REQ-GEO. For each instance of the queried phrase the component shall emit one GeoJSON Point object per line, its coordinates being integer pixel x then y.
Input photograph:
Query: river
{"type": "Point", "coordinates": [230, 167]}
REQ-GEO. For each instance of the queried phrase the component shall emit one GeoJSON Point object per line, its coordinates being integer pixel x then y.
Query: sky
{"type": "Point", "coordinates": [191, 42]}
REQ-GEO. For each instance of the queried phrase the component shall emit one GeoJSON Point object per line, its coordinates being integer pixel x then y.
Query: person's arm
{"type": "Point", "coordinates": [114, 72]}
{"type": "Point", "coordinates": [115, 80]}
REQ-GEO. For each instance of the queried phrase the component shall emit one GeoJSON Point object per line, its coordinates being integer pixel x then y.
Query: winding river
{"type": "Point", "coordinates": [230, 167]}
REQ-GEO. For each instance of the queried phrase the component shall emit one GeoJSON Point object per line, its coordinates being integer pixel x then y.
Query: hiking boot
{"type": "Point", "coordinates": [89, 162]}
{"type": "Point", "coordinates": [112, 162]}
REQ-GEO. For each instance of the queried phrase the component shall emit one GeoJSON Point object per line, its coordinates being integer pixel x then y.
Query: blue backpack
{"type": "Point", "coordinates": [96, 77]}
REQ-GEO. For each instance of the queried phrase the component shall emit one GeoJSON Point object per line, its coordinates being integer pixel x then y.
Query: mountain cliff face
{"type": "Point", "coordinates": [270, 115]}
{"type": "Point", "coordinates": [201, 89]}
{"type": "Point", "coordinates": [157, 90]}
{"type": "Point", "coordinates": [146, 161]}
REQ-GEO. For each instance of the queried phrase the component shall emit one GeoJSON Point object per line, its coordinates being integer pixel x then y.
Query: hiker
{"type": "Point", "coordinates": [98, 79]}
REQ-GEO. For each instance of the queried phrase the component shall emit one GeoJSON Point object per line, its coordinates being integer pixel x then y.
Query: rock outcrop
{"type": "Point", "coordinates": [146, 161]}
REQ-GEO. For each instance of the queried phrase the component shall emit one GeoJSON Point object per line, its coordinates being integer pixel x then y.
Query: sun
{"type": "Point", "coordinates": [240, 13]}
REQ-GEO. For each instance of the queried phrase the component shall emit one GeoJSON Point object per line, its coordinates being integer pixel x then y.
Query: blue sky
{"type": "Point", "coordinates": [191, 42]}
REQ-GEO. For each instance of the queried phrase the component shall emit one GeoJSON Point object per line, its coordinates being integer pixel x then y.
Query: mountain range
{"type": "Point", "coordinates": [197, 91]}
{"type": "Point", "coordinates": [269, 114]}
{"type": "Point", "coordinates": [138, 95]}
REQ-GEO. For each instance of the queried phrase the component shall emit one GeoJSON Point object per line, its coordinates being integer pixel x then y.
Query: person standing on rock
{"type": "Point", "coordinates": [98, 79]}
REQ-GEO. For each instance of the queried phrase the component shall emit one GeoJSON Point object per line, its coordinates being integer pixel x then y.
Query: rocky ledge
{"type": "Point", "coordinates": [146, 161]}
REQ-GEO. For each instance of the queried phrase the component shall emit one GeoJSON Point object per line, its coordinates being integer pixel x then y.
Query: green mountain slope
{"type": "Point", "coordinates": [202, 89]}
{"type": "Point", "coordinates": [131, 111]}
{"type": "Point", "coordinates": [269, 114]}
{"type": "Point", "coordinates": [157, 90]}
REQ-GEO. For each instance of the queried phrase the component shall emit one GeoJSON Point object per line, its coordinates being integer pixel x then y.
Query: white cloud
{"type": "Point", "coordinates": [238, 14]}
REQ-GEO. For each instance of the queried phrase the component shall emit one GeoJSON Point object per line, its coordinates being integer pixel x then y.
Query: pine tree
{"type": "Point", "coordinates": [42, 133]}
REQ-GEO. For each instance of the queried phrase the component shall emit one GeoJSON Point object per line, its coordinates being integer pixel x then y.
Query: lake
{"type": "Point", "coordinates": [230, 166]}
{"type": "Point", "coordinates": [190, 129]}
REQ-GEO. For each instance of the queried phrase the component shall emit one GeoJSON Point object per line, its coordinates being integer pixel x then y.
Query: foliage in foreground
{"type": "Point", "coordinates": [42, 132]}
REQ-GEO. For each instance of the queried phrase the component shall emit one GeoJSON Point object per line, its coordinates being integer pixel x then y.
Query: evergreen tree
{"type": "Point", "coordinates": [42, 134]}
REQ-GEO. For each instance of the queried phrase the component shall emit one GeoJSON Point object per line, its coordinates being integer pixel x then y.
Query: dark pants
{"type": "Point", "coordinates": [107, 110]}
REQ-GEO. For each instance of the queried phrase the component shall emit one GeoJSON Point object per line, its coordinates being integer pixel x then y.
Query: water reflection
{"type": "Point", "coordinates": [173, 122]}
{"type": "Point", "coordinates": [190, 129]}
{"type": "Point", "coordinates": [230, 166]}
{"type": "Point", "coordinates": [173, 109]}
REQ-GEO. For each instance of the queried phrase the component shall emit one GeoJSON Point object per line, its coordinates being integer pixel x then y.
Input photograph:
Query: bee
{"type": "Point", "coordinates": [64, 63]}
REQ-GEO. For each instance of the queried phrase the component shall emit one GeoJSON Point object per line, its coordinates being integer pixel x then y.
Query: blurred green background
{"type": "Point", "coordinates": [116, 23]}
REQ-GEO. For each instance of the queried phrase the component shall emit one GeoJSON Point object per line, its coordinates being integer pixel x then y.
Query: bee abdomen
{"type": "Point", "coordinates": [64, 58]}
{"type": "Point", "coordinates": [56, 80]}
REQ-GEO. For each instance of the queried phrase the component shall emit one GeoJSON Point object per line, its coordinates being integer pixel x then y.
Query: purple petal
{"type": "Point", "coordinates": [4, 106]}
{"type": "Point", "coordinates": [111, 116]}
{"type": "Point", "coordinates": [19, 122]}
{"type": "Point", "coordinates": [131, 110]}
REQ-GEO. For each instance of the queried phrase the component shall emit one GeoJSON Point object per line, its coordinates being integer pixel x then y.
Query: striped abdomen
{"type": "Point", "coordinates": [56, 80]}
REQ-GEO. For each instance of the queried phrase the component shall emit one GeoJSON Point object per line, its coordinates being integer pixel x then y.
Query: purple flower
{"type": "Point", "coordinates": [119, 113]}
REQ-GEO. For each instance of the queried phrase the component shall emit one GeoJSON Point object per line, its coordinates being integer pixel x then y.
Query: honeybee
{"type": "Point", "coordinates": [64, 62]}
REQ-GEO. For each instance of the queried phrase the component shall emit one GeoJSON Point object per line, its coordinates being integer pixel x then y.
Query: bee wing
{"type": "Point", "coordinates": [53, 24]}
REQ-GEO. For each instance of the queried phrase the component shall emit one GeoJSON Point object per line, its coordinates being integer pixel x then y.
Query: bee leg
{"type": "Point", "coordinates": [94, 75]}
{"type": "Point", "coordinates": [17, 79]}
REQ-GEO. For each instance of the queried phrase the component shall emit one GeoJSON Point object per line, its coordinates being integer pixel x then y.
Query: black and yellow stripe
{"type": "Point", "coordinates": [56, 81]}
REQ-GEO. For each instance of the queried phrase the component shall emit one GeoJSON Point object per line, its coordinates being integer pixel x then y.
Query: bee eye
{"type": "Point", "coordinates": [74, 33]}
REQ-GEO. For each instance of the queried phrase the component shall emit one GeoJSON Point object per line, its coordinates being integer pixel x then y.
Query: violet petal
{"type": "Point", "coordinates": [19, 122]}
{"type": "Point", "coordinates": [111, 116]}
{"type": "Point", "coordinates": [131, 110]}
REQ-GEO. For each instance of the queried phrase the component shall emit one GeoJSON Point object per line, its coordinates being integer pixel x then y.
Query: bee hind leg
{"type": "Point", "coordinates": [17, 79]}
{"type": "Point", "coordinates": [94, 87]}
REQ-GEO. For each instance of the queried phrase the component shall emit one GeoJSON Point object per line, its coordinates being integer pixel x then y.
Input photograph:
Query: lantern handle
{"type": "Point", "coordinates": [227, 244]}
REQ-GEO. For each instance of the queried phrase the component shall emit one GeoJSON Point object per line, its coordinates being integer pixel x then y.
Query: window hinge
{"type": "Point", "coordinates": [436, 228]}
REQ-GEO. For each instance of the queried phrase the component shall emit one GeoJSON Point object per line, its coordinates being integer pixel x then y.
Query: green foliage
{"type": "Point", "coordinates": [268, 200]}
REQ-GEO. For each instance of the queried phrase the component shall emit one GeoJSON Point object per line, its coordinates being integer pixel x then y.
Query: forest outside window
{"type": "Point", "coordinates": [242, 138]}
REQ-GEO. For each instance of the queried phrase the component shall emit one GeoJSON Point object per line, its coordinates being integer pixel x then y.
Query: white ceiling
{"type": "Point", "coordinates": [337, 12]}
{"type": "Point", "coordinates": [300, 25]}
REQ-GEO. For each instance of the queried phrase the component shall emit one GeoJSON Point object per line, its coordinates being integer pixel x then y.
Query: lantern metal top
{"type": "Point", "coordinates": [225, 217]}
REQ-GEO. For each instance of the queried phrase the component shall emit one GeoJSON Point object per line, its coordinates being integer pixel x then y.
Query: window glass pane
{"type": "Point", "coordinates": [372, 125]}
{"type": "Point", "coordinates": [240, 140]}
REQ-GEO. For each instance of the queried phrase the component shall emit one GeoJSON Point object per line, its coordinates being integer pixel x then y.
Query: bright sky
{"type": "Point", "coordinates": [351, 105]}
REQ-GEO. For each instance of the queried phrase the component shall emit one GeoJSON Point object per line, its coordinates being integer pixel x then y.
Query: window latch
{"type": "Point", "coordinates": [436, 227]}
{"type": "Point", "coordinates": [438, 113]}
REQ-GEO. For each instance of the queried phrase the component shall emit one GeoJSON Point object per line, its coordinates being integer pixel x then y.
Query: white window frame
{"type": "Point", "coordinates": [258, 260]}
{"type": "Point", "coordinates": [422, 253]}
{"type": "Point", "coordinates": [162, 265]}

════════════════

Task – Please find each line in the items above that contains the word "tree" and copy those lines out. Matches must have the same case.

Result below –
Query: pine tree
Query: evergreen tree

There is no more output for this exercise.